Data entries
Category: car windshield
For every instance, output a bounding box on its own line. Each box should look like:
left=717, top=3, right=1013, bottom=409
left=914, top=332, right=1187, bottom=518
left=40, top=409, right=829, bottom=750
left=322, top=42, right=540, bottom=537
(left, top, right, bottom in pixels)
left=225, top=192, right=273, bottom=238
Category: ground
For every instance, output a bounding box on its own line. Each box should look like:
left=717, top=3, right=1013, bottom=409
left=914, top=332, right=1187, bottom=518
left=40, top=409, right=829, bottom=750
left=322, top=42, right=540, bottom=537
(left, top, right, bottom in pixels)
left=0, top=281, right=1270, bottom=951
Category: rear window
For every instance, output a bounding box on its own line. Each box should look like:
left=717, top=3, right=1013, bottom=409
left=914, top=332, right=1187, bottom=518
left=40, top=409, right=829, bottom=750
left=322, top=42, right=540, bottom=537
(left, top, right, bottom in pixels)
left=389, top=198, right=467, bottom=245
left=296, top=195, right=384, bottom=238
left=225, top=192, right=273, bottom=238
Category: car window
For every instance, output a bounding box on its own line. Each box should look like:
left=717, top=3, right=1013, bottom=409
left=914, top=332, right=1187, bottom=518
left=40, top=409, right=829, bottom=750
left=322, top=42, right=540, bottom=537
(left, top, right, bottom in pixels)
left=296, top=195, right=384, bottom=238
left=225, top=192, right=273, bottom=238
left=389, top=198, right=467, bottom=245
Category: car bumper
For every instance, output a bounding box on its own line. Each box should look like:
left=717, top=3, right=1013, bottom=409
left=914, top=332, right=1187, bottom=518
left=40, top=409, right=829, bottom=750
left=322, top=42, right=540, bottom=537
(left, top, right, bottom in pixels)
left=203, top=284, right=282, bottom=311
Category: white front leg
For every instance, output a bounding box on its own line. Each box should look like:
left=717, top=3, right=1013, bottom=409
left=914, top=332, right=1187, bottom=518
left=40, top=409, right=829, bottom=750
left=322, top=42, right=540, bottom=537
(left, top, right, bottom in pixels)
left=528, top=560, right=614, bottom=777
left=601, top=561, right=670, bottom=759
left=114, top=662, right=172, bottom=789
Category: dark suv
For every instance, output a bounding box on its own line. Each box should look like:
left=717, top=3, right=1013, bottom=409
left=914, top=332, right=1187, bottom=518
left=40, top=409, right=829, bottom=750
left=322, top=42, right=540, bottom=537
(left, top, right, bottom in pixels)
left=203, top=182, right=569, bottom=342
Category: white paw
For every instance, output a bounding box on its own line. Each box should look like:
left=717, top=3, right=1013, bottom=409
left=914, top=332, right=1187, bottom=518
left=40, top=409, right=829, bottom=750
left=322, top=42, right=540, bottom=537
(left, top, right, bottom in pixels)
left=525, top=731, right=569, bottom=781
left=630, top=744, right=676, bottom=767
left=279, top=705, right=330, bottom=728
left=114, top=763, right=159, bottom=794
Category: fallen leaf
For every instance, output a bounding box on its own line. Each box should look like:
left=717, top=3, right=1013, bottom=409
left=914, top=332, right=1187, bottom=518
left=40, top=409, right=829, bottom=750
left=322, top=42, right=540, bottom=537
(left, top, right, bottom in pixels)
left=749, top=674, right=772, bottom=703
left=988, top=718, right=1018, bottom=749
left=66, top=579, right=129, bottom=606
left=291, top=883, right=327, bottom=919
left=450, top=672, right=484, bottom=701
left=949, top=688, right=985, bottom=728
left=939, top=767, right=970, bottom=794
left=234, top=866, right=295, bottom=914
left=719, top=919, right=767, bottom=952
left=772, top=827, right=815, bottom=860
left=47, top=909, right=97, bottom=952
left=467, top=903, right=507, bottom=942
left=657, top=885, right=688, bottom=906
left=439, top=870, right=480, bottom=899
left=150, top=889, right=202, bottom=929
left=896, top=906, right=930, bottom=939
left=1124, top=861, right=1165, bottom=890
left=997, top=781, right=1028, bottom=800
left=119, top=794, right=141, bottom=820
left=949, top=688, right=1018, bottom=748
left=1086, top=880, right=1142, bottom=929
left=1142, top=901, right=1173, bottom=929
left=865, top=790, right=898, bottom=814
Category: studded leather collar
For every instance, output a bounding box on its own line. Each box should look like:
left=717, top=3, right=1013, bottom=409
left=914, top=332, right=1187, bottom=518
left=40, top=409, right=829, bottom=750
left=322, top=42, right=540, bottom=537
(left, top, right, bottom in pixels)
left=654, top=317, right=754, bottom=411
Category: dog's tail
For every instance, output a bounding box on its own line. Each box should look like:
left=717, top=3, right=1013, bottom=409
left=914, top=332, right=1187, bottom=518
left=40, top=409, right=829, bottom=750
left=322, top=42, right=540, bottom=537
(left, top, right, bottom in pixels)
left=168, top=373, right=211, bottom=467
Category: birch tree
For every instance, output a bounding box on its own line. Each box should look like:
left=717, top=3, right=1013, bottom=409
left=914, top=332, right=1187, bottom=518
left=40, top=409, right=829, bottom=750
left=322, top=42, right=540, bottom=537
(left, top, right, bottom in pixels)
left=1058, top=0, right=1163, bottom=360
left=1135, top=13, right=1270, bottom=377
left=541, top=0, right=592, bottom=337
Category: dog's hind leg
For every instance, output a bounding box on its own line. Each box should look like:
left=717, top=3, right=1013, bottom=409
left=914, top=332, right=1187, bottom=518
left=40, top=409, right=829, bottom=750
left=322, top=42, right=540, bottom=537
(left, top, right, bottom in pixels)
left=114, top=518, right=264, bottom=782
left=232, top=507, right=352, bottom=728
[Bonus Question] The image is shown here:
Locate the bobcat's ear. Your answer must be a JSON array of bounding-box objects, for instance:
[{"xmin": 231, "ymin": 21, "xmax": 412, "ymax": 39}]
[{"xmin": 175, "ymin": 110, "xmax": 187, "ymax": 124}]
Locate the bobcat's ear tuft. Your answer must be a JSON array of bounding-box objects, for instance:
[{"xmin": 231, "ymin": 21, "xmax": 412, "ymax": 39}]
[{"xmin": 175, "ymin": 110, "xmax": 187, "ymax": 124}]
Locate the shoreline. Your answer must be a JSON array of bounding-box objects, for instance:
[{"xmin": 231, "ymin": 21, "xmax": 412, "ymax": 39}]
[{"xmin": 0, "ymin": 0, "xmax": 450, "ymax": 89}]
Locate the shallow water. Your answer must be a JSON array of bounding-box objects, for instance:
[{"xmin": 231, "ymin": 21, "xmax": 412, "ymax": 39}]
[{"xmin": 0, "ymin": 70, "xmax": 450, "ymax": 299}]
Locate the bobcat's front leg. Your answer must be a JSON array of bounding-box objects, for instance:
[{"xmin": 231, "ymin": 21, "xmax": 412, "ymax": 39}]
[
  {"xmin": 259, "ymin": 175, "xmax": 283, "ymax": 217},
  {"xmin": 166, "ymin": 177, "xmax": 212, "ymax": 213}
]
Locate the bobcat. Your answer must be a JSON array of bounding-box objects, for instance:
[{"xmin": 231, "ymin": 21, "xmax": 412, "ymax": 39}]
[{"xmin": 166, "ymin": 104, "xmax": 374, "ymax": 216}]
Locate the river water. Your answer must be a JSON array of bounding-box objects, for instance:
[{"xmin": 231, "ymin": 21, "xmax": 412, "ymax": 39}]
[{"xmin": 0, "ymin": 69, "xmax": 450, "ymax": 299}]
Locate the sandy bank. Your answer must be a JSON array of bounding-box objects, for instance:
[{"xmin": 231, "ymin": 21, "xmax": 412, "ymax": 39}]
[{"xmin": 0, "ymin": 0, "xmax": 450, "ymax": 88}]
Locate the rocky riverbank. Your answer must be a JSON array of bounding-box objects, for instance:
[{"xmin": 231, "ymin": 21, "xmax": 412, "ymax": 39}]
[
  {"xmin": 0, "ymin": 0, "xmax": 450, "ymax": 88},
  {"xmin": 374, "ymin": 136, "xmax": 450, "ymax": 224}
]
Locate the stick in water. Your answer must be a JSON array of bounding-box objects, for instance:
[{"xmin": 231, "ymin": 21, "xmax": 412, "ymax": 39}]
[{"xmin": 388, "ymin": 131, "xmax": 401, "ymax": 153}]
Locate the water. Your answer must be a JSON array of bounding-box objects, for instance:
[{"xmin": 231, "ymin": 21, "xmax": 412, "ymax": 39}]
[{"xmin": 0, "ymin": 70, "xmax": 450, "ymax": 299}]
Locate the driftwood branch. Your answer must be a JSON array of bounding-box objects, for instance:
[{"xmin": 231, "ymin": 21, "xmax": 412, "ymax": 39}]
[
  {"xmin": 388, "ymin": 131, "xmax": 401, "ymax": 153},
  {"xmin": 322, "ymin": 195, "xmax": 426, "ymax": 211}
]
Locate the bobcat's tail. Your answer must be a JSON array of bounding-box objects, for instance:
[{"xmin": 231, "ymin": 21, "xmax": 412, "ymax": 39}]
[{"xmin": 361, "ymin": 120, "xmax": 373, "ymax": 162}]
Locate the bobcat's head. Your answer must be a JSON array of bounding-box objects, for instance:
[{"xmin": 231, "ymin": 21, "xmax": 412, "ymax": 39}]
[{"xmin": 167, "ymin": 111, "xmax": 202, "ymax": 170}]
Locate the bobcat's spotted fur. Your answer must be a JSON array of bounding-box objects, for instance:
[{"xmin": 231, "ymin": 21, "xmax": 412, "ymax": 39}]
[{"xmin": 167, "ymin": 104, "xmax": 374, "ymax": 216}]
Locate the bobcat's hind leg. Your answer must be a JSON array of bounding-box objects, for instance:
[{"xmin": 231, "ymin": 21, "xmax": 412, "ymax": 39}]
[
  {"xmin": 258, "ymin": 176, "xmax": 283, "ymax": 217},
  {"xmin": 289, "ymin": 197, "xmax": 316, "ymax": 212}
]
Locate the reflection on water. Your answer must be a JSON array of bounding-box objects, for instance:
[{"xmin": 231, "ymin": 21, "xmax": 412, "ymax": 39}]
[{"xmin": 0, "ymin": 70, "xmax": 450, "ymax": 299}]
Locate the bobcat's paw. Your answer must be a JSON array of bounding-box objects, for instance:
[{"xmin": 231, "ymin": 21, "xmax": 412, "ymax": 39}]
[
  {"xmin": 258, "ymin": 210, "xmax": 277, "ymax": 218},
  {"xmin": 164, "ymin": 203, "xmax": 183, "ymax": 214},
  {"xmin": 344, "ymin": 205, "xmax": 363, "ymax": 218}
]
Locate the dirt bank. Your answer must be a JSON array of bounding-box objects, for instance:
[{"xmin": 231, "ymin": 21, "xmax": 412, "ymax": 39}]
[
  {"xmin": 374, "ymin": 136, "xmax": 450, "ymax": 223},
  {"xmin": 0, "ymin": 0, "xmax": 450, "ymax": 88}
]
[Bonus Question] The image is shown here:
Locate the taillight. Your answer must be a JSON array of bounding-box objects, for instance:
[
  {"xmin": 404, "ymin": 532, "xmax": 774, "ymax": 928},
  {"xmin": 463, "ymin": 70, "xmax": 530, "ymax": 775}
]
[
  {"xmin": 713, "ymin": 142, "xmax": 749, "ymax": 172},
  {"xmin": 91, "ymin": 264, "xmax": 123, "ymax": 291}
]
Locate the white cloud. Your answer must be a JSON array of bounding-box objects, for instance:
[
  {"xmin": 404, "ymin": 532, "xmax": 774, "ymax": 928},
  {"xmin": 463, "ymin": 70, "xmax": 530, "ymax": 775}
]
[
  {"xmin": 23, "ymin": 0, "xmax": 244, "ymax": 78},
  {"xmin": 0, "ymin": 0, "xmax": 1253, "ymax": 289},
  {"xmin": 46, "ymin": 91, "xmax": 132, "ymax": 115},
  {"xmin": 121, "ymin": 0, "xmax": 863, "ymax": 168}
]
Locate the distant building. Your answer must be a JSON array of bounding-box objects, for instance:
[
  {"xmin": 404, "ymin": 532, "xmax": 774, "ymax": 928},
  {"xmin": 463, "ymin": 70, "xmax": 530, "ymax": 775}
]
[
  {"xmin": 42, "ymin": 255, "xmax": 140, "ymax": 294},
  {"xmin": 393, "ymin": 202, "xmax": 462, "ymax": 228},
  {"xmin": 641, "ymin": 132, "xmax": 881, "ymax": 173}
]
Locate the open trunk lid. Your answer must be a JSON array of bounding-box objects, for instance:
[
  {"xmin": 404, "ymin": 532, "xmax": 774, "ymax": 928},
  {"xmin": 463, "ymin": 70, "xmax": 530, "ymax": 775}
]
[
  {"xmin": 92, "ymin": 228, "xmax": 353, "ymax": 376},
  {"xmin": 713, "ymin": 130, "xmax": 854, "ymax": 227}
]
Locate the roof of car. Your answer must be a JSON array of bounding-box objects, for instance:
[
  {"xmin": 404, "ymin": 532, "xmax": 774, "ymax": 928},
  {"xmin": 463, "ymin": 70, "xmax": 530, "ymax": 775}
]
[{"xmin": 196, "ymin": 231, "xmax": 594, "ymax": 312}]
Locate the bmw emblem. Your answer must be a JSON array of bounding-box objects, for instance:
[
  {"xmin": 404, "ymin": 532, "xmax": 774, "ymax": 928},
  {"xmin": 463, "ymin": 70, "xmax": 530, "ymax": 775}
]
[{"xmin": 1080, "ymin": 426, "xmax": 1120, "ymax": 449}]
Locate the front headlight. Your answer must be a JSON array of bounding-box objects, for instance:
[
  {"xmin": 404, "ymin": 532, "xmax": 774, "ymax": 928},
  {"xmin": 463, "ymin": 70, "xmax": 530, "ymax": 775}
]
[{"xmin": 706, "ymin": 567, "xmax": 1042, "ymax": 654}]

* [BRIEF]: Pull out every line in the data entries above that contains the string "front", matching case exactly.

* [WRITTEN RESPONSE]:
Category: white front leg
Locate the bobcat's front leg. Your answer must be a JSON array of bounding-box objects, for instance:
Locate the front headlight. Your answer must be a JSON array of bounding-box objects, for instance:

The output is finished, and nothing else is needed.